Point annotation data
◆ ◆ ◆

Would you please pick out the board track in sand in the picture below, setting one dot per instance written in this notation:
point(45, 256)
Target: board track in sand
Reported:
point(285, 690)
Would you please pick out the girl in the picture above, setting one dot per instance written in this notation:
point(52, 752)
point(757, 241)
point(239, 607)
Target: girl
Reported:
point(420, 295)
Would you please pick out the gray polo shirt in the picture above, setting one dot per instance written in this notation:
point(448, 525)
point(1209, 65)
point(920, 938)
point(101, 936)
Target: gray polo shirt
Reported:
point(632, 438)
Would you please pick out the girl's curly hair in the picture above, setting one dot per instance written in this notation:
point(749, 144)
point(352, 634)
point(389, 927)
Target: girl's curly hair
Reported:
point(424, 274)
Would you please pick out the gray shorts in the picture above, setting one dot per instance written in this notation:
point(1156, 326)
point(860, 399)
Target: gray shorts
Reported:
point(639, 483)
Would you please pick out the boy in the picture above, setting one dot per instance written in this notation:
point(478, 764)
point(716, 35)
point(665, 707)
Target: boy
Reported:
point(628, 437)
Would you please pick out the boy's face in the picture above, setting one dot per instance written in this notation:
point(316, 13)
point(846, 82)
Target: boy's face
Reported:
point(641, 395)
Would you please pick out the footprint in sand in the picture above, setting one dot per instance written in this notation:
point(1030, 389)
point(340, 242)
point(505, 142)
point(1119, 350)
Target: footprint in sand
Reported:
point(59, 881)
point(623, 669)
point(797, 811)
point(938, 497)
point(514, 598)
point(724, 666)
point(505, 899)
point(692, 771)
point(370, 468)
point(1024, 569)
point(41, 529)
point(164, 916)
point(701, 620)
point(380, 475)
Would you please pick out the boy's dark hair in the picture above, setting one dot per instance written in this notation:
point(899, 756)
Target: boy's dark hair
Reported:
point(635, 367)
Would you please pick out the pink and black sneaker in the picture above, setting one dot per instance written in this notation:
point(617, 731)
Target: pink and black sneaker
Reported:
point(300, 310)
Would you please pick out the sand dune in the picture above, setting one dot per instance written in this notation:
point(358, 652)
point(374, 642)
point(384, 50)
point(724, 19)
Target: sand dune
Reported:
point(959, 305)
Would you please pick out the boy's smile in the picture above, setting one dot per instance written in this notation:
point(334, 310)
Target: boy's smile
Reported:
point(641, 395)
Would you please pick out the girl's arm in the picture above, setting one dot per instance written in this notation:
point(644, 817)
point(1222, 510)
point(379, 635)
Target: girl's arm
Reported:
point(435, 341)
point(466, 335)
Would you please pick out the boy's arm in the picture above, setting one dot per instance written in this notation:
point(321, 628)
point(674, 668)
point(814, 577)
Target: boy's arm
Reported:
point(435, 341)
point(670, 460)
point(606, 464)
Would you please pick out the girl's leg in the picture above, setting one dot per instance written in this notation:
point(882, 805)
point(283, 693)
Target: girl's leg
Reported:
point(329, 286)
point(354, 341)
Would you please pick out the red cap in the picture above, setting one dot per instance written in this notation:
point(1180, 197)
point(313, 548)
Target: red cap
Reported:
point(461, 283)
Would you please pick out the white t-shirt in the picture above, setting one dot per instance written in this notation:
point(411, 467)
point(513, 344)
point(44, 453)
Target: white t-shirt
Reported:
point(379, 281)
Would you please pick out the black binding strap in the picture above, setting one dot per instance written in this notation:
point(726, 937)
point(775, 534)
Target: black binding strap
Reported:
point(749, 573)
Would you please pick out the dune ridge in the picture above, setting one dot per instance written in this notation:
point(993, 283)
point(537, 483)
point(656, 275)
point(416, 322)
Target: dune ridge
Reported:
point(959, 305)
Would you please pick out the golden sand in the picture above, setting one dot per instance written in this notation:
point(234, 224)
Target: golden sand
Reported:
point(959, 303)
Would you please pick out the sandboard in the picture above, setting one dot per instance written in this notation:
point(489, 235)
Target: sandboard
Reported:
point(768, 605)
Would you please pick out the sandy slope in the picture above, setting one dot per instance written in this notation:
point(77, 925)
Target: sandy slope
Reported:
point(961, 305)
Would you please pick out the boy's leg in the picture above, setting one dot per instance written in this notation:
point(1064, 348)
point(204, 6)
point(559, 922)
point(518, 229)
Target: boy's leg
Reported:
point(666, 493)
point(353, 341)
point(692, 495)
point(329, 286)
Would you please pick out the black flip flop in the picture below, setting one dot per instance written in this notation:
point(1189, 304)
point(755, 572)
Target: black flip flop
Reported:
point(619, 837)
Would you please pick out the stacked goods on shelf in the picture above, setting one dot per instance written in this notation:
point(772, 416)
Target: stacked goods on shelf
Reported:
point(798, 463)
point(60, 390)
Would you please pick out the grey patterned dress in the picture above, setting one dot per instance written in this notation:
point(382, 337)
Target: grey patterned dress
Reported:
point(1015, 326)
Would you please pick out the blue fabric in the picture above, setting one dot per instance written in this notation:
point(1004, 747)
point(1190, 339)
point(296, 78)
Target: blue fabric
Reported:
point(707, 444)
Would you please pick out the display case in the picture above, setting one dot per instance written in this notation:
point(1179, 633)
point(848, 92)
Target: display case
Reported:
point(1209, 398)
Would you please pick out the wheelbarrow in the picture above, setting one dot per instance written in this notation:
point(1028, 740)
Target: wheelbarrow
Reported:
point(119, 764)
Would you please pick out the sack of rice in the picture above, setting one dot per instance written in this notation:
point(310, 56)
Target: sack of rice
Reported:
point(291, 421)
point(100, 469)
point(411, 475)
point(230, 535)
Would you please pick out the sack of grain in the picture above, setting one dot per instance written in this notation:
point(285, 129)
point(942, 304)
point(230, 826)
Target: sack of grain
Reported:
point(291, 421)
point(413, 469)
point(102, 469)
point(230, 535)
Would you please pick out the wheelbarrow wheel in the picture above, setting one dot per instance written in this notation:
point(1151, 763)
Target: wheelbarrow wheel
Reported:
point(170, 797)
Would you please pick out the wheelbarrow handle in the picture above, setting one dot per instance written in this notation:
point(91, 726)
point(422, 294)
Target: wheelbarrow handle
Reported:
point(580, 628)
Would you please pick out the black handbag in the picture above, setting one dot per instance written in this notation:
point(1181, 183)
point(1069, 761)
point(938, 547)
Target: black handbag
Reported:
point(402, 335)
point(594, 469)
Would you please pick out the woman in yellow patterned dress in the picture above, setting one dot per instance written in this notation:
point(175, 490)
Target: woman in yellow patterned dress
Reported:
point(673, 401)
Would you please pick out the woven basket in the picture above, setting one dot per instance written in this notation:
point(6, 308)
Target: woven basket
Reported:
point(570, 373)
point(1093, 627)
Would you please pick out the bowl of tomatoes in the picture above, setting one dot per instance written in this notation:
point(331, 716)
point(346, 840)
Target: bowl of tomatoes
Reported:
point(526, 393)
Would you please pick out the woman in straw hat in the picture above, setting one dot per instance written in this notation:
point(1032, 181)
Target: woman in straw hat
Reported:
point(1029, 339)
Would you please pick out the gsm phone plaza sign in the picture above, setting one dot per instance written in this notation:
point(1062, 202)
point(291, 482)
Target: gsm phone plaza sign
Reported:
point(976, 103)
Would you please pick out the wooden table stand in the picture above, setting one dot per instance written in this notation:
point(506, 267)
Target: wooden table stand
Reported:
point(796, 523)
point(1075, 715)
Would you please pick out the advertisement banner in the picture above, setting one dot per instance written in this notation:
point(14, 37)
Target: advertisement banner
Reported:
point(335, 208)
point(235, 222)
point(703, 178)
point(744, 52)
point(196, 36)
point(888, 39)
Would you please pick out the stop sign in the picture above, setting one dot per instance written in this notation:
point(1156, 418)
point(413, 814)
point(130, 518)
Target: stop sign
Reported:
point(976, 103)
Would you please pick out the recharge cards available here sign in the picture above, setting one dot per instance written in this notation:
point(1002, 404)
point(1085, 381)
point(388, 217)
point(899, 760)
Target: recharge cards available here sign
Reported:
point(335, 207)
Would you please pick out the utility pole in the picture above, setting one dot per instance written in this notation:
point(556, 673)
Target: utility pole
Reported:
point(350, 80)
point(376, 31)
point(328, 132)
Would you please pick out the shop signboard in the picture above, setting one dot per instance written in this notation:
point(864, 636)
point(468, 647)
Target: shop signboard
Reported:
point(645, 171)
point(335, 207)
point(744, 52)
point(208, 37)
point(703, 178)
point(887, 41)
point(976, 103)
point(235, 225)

◆ ◆ ◆

Copy the data verbatim from its first line through the line containing "point(285, 690)", including both of those lines.

Would you please pick out the board track in sand in the picture below, setting one dot per instance written in this notation:
point(45, 256)
Target: board track in sand
Reported:
point(285, 690)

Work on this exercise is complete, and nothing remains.